[Segmentation annotation records]
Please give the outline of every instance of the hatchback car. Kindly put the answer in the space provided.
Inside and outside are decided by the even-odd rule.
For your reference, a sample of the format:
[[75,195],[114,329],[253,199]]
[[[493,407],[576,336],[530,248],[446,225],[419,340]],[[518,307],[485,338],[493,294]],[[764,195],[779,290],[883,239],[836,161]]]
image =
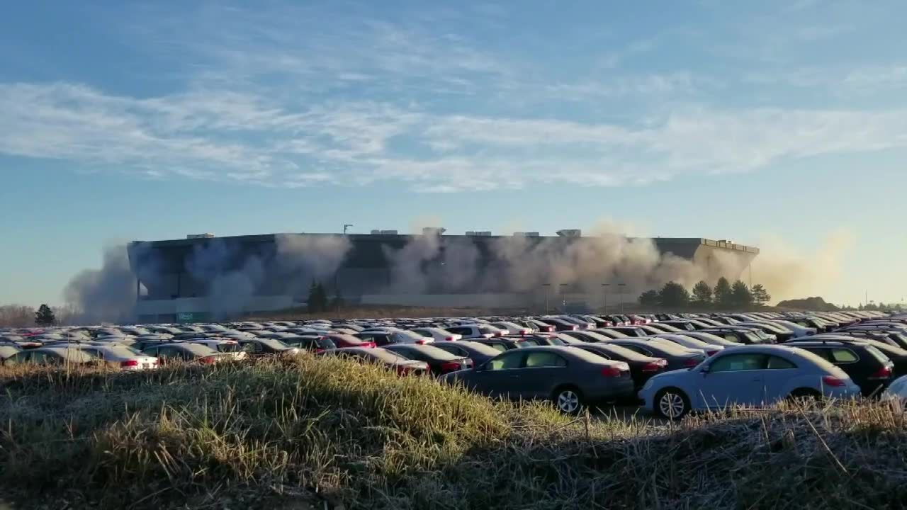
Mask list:
[[400,356],[381,348],[341,348],[326,350],[319,356],[336,356],[364,363],[374,363],[395,370],[401,376],[424,376],[428,374],[428,364]]
[[540,346],[502,353],[472,370],[442,378],[489,397],[551,400],[564,413],[584,405],[626,398],[633,378],[626,363],[568,347]]
[[639,391],[645,407],[670,419],[692,410],[763,406],[787,397],[853,397],[857,386],[841,368],[796,348],[741,346],[689,370],[649,379]]
[[863,397],[879,396],[894,375],[894,363],[868,342],[799,340],[785,345],[808,350],[850,376]]
[[419,344],[395,344],[385,348],[409,359],[424,361],[428,369],[435,376],[442,376],[457,370],[473,368],[474,362],[469,358],[452,354],[433,346]]
[[441,350],[446,350],[454,356],[469,358],[473,360],[474,365],[482,365],[483,363],[501,354],[500,350],[493,347],[470,340],[460,340],[457,342],[434,342],[432,344],[432,347],[434,348],[440,348]]

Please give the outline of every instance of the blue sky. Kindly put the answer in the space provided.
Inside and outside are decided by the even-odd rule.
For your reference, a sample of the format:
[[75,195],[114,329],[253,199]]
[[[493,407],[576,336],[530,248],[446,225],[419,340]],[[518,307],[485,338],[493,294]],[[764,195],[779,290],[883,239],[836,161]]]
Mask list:
[[905,16],[895,1],[11,5],[0,303],[60,302],[103,245],[135,239],[604,219],[758,245],[754,279],[788,268],[792,293],[900,301]]

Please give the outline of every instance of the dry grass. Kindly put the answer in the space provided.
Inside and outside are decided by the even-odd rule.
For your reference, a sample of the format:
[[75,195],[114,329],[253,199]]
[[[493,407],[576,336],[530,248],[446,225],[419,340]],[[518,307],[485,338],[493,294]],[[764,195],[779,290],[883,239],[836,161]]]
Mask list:
[[17,507],[896,508],[907,435],[881,404],[669,426],[571,422],[300,357],[148,373],[0,373]]

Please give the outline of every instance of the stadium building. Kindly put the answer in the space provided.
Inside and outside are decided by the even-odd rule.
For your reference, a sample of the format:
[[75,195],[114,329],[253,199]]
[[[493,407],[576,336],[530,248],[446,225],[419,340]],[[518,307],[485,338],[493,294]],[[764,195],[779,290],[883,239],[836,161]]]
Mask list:
[[[301,307],[316,280],[331,296],[368,305],[515,309],[541,307],[556,298],[556,302],[585,301],[600,308],[598,303],[607,305],[609,299],[612,304],[633,301],[643,285],[625,283],[633,275],[567,283],[540,274],[521,275],[516,283],[513,277],[501,276],[510,274],[514,250],[551,256],[596,239],[582,237],[580,230],[560,230],[557,236],[493,236],[487,231],[444,235],[444,229],[425,229],[423,235],[395,230],[200,234],[133,241],[129,258],[137,278],[136,314],[141,322],[191,322]],[[727,240],[653,238],[646,242],[649,240],[660,256],[693,262],[712,280],[739,277],[759,253],[756,248]],[[502,246],[509,247],[511,257],[502,255]]]

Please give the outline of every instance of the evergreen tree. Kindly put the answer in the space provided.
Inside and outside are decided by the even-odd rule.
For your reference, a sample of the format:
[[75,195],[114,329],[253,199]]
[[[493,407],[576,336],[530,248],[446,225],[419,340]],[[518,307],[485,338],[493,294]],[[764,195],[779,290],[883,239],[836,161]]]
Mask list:
[[689,292],[683,285],[668,281],[658,292],[658,304],[670,309],[685,308],[689,304]]
[[753,300],[761,307],[772,300],[772,296],[761,283],[756,283],[753,286]]
[[705,281],[693,286],[693,305],[707,308],[712,305],[712,288]]
[[657,290],[646,290],[639,295],[639,304],[644,307],[658,306],[658,292]]
[[731,296],[731,284],[727,279],[721,277],[715,284],[715,306],[718,309],[728,309],[734,307],[734,300]]
[[54,310],[47,305],[38,307],[38,311],[34,312],[34,323],[38,326],[53,326],[56,322]]
[[749,287],[739,280],[731,287],[731,303],[738,309],[753,306],[753,293],[749,291]]

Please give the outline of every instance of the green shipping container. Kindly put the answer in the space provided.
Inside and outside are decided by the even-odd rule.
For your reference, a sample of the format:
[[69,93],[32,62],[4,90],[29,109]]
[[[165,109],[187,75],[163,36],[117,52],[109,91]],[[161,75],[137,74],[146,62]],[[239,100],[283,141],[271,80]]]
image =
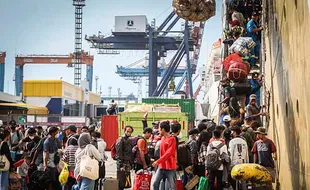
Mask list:
[[146,104],[178,104],[183,113],[187,113],[188,121],[195,120],[195,99],[143,98]]
[[[132,136],[143,134],[143,112],[122,112],[118,114],[118,134],[124,135],[124,128],[127,125],[133,127]],[[182,140],[187,140],[188,116],[185,113],[161,113],[149,112],[147,117],[148,127],[152,127],[154,121],[177,120],[181,124]]]

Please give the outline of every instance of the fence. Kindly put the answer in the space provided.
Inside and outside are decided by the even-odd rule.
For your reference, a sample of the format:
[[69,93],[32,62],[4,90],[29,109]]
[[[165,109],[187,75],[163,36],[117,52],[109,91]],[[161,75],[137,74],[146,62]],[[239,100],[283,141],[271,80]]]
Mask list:
[[67,117],[60,114],[51,115],[29,115],[29,114],[8,114],[0,115],[3,125],[8,125],[11,120],[15,120],[19,125],[30,126],[84,126],[89,124],[86,117]]

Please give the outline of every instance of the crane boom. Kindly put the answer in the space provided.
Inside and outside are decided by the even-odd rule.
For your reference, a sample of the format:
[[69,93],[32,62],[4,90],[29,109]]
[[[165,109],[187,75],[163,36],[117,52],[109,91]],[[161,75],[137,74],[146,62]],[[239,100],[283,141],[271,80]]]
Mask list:
[[[16,65],[25,64],[72,64],[74,63],[74,54],[68,55],[18,55],[15,57]],[[93,66],[94,56],[88,53],[82,54],[81,64]]]

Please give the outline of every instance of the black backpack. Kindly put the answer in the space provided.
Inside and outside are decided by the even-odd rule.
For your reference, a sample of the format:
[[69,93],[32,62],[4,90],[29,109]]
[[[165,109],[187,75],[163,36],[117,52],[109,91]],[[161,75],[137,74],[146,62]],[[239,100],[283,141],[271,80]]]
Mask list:
[[52,178],[49,172],[35,171],[30,176],[29,181],[29,189],[46,189],[52,183]]
[[191,164],[191,151],[187,143],[182,142],[178,145],[178,164],[188,166]]
[[145,140],[145,143],[146,143],[146,146],[147,146],[147,141],[145,138],[143,138],[142,136],[136,136],[136,137],[132,137],[130,139],[131,141],[131,144],[132,144],[132,155],[133,155],[133,163],[139,163],[139,160],[140,160],[140,152],[139,152],[139,149],[138,149],[138,141],[140,139],[143,139]]
[[221,166],[222,159],[221,159],[221,153],[220,153],[220,149],[222,148],[222,146],[224,146],[224,143],[220,143],[218,146],[213,146],[212,143],[210,143],[210,150],[207,154],[207,169],[214,171],[214,170],[218,170],[219,167]]

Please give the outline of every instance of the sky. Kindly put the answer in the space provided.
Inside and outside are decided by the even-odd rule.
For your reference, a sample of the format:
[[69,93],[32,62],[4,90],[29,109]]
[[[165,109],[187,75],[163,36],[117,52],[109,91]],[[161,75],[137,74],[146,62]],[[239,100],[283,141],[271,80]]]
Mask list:
[[[0,6],[0,51],[6,51],[5,92],[14,94],[15,56],[27,54],[66,55],[74,51],[74,7],[70,0],[1,0]],[[155,3],[156,2],[156,3]],[[169,15],[172,0],[87,0],[83,9],[83,36],[110,35],[114,30],[114,17],[124,15],[146,15],[149,23],[156,19],[157,26]],[[198,67],[207,62],[211,45],[221,36],[221,0],[217,0],[216,16],[206,22]],[[181,28],[181,22],[174,29]],[[138,85],[115,73],[116,65],[129,65],[146,55],[145,51],[121,51],[119,55],[98,55],[90,44],[83,40],[83,49],[94,55],[94,77],[102,93],[112,94],[117,88],[123,95],[137,95]],[[174,52],[168,52],[166,62]],[[183,64],[184,61],[183,61]],[[83,67],[82,79],[86,68]],[[73,83],[73,68],[65,65],[26,65],[24,79],[60,79]],[[158,80],[159,81],[159,80]],[[194,83],[194,90],[199,80]],[[146,86],[143,87],[143,93]],[[93,91],[95,80],[93,79]]]

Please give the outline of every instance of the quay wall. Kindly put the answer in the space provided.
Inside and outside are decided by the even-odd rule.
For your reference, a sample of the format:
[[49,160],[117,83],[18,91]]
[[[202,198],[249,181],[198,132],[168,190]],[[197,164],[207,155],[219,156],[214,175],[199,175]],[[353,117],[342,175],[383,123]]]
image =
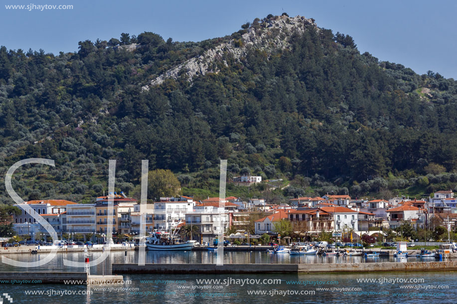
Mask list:
[[325,264],[113,264],[113,274],[269,274],[457,271],[457,261]]

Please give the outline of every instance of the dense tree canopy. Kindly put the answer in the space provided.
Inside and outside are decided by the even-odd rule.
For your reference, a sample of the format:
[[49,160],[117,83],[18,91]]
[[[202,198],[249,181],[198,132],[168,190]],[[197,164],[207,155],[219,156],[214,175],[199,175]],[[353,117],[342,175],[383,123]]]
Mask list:
[[[290,49],[253,48],[240,61],[221,54],[219,73],[149,91],[158,75],[240,33],[200,42],[123,33],[58,55],[1,47],[1,171],[26,158],[55,160],[16,171],[24,199],[98,196],[114,159],[120,190],[139,184],[142,159],[208,191],[220,159],[229,174],[296,181],[286,196],[456,187],[456,82],[307,26]],[[0,203],[10,203],[4,187]]]

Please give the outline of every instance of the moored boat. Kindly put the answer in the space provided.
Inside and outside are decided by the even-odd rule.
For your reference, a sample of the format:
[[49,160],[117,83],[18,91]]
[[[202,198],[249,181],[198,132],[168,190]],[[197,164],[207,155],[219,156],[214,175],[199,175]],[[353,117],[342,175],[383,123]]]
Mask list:
[[195,243],[183,243],[168,232],[154,231],[146,238],[146,244],[149,250],[191,250]]
[[331,252],[326,252],[324,251],[322,254],[322,255],[327,256],[338,256],[339,255],[339,252],[333,250]]
[[366,258],[375,258],[378,256],[379,256],[379,252],[376,252],[375,253],[365,253],[365,257]]
[[289,253],[291,250],[284,246],[278,246],[274,250],[275,253]]
[[434,258],[435,253],[424,248],[421,248],[421,253],[416,255],[418,258]]
[[346,250],[346,252],[344,253],[345,256],[357,256],[362,255],[361,251],[349,251],[348,250]]

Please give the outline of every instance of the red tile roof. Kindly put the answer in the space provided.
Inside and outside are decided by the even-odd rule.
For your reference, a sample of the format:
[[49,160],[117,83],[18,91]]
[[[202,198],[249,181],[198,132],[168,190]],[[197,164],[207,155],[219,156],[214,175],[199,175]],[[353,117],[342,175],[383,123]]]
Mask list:
[[27,204],[42,203],[46,204],[49,203],[51,206],[66,206],[67,205],[76,204],[77,203],[65,200],[41,200],[36,201],[29,201],[26,202],[25,203]]
[[396,208],[393,208],[392,209],[389,209],[386,211],[386,212],[396,212],[400,211],[419,211],[420,210],[419,208],[415,207],[414,206],[411,204],[403,204],[403,206],[400,206],[400,207],[397,207]]
[[443,194],[450,194],[453,193],[452,190],[440,190],[440,191],[437,191],[435,193],[442,193]]
[[351,197],[348,195],[327,195],[329,199],[344,199],[345,200],[350,200]]
[[206,200],[203,200],[201,201],[202,203],[218,203],[221,201],[225,201],[225,200],[221,200],[219,198],[209,198]]
[[346,207],[341,207],[341,206],[335,207],[320,207],[321,210],[323,210],[328,213],[358,213],[358,211],[346,208]]
[[319,204],[319,206],[322,206],[322,205],[323,206],[331,206],[331,207],[336,207],[336,205],[334,204],[330,203],[320,203]]
[[262,217],[262,218],[258,219],[256,222],[263,222],[267,219],[267,218],[272,222],[279,221],[282,219],[287,218],[287,214],[289,212],[287,212],[284,210],[280,210],[279,212],[277,212],[274,214],[268,215],[265,217]]
[[[316,211],[317,211],[317,210],[315,210],[315,209],[311,209],[311,210],[292,210],[292,211],[291,211],[291,212],[289,212],[289,214],[311,214],[311,215],[312,215],[312,214],[316,214]],[[320,215],[323,215],[323,214],[330,214],[330,213],[327,213],[326,212],[325,212],[325,211],[322,211],[322,210],[319,210],[319,214]]]

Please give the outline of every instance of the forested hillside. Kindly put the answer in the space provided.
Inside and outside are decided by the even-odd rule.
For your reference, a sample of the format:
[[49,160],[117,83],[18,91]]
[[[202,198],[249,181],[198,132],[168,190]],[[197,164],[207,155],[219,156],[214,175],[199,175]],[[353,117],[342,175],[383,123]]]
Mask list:
[[[265,185],[229,187],[228,195],[245,198],[456,189],[454,80],[360,54],[350,36],[313,20],[285,15],[300,31],[280,29],[271,22],[280,18],[199,42],[144,32],[81,41],[75,53],[2,46],[1,176],[21,159],[54,159],[55,168],[17,170],[15,189],[24,200],[78,202],[107,190],[108,160],[115,159],[116,188],[131,193],[142,159],[150,170],[170,169],[183,192],[200,197],[218,191],[220,159],[228,160],[229,178],[291,181],[273,194]],[[246,47],[245,34],[264,37],[263,46]],[[189,79],[183,69],[153,85],[221,44],[205,63],[210,71]],[[11,203],[3,180],[0,202]]]

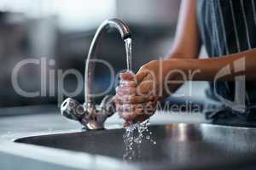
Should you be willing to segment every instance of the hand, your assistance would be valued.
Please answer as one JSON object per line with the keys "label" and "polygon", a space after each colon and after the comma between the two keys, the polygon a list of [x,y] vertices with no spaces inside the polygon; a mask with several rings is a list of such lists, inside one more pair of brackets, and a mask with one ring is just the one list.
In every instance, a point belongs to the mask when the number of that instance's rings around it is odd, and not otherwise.
{"label": "hand", "polygon": [[[119,116],[126,121],[125,124],[143,122],[154,113],[157,101],[165,94],[169,94],[165,90],[166,78],[172,80],[177,77],[176,74],[170,71],[175,65],[179,65],[177,60],[154,60],[142,66],[137,75],[120,74],[121,81],[116,88],[115,103]],[[168,85],[171,89],[178,86]]]}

## What the task asks
Repeat word for word every line from the one that holds "Should you be" to the end. Both ends count.

## The output
Should you be willing to segment every instance of the hand, your assistance would be valued.
Please answer as one JSON object per line with the keys "label" and "polygon", a space after each colon and after the comma between the two keys, the polygon a list of [x,y] vertices with no spaces inside the polygon; a mask with several rings is a list of such lists, inside one more pair of brackets, and a mask with one ring is just the one list.
In every instance, a point belongs to the mask when the number of that instance's rings around it is odd, and not otherwise.
{"label": "hand", "polygon": [[[119,116],[126,121],[125,124],[143,122],[154,113],[157,101],[165,94],[169,94],[165,90],[166,78],[172,80],[177,77],[176,74],[170,71],[175,65],[179,65],[177,60],[154,60],[142,66],[137,75],[120,74],[121,81],[116,88],[115,103]],[[168,85],[171,89],[178,86]]]}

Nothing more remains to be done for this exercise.